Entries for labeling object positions
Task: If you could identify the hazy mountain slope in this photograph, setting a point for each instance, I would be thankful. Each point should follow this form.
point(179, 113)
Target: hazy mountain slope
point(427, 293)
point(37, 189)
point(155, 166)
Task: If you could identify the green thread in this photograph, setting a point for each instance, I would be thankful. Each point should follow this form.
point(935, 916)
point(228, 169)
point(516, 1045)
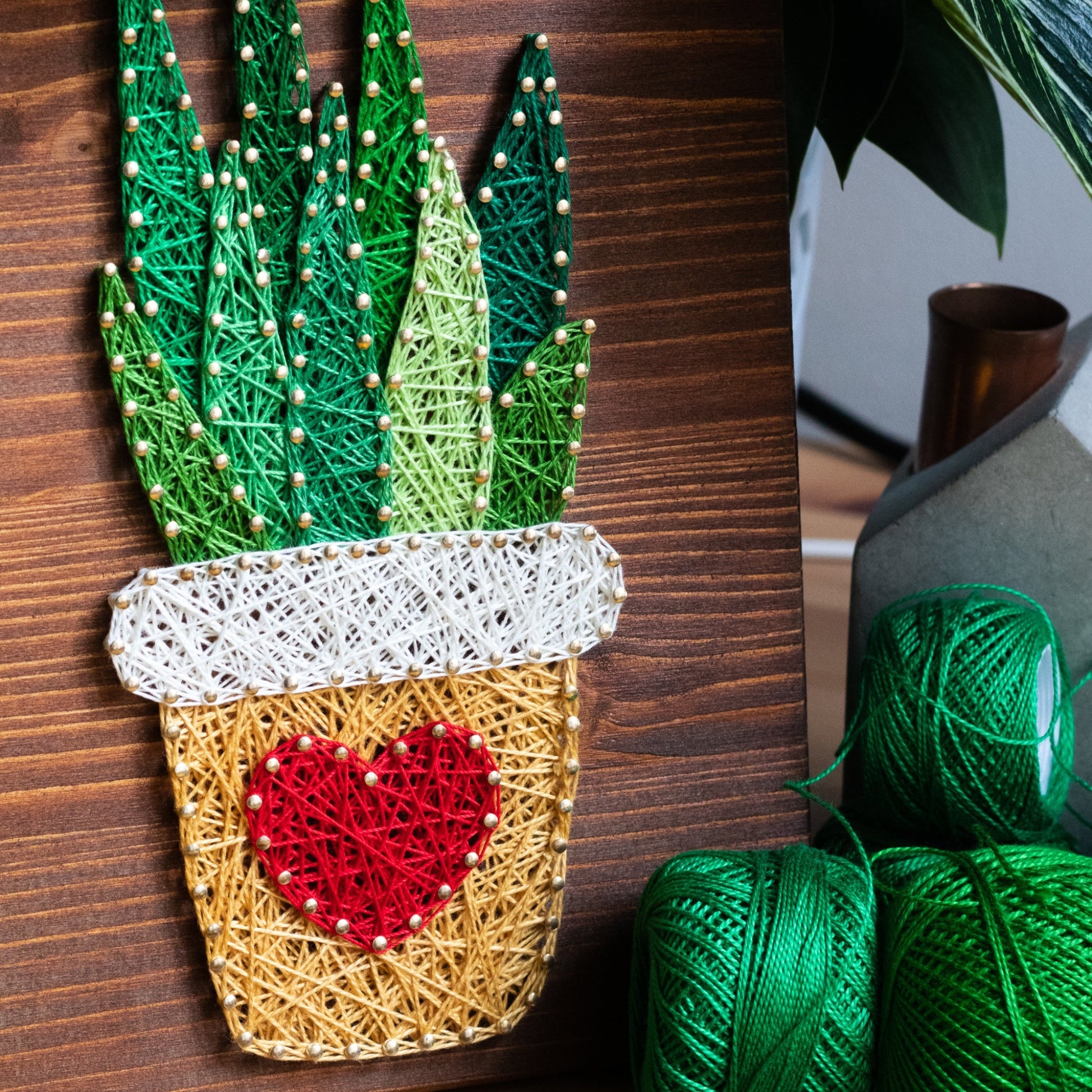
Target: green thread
point(346, 455)
point(185, 475)
point(526, 231)
point(166, 208)
point(245, 380)
point(437, 375)
point(988, 967)
point(947, 722)
point(276, 108)
point(754, 971)
point(539, 421)
point(391, 163)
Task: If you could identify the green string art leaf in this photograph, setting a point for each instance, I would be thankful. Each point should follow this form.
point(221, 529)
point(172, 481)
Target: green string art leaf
point(522, 210)
point(436, 379)
point(165, 175)
point(274, 102)
point(245, 380)
point(346, 455)
point(539, 421)
point(185, 474)
point(391, 162)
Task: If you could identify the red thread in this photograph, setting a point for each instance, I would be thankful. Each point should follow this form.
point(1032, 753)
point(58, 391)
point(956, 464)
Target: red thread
point(375, 855)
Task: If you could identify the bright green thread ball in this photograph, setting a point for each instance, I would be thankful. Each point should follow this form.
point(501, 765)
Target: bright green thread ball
point(948, 727)
point(988, 983)
point(754, 971)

What you should do
Please return, unchanged, the part of the entries above that opens with the line containing "Task: If you could identify the green thread" and closes with the line containing "point(988, 967)", including both of those lines. Leave the pictures out of your answer.

Full response
Task: If you could identify the green thread in this photograph, setting a point for each instance, I would be thankful. Each point should follow this form.
point(935, 916)
point(228, 169)
point(516, 1045)
Target: green thread
point(346, 455)
point(185, 475)
point(526, 231)
point(166, 208)
point(245, 380)
point(437, 375)
point(988, 967)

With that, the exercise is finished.